**The request**
Copy every line of the material below, from the line that contains "Dataset class: pale baked dough" through the final line, both ends included. Add 132 to each bounding box coordinate and leave everything else unchanged.

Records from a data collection
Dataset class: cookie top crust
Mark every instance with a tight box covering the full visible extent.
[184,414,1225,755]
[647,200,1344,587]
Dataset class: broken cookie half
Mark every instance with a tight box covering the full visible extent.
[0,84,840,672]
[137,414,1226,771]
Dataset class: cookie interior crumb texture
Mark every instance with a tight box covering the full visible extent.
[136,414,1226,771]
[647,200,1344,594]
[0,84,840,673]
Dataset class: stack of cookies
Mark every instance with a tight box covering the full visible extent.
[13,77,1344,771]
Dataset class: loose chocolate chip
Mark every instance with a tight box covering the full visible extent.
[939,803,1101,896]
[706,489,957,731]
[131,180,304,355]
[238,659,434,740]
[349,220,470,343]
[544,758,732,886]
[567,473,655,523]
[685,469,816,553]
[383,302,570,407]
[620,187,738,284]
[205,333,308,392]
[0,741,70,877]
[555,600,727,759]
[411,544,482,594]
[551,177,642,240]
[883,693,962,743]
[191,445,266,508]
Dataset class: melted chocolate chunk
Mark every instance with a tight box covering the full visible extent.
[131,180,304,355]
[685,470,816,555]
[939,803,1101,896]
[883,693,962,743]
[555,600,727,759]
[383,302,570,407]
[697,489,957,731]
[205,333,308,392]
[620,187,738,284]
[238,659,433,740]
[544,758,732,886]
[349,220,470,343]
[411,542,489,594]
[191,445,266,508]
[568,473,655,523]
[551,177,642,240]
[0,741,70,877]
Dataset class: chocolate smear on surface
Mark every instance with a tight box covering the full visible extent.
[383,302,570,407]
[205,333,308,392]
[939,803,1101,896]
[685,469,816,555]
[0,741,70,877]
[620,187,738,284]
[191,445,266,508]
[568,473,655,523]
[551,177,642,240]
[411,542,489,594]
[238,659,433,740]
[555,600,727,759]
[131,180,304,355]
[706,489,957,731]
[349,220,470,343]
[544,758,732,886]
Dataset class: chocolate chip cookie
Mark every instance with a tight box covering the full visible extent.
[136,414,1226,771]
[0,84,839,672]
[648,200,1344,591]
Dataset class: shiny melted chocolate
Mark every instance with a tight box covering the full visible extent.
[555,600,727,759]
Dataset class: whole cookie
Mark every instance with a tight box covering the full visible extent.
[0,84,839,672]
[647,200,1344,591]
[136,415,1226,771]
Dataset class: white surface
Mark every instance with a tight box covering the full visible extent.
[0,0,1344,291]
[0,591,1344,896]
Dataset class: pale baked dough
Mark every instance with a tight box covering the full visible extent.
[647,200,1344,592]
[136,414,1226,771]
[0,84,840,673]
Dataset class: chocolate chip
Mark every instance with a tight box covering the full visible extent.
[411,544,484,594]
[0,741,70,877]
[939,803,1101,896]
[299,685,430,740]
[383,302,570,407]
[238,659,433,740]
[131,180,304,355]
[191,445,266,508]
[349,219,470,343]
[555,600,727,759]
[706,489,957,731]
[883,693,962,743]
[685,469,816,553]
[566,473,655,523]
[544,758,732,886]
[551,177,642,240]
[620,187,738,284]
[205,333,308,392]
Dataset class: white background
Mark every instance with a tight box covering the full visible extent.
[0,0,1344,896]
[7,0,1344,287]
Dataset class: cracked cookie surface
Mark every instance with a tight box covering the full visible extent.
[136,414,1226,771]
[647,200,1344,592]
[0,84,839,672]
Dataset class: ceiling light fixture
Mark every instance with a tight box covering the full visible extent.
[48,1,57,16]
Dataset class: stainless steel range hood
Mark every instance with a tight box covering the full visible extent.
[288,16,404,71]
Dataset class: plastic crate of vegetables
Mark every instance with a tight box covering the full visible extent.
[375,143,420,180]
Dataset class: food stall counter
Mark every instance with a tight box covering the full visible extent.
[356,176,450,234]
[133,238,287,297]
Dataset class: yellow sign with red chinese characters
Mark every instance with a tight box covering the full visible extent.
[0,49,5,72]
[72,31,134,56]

**The reply**
Dataset class: pale baked dough
Mark every instance with a tight box covering the full visible extent.
[779,332,1476,724]
[268,546,1358,903]
[132,216,972,805]
Dataset class: chocolate chip
Mark every instance with a tight box covering the full visible extent.
[543,676,616,726]
[132,873,202,1009]
[1071,935,1233,1028]
[431,817,562,872]
[515,434,702,539]
[370,791,565,872]
[263,312,436,487]
[323,577,398,640]
[481,351,602,475]
[687,732,859,891]
[838,621,1089,863]
[1015,825,1094,875]
[817,601,948,685]
[698,605,787,655]
[676,890,864,1018]
[683,309,774,372]
[752,319,870,416]
[337,465,440,524]
Dataset class: white background
Mark every instance with a tight box covering the full visible extent.
[132,132,1476,1028]
[139,132,1476,419]
Dataset class: cracked cookie surface
Mark every instance with a tight box covering the full visible extent.
[268,546,1358,903]
[779,332,1476,724]
[132,216,971,804]
Dataset class: ceiling light fixture
Mark every instance with a tight box covering the full visible extent.
[180,133,189,148]
Dataset class: stainless steel range hood
Mark every instance with a tight box covering the full visible extent.
[420,148,536,203]
Dataset class: plastic crate of vegetables
Mark every instance with a tight box covering the full visible extent.
[507,275,552,312]
Dataset class: food stall counter
Mark every instance with a tight box covering the full visible extent.
[488,308,582,366]
[265,370,419,429]
Dataset class: yellow sign with red chinese characters
Mark every instance with a tight box covering the full visible extent.
[132,181,137,204]
[204,163,266,188]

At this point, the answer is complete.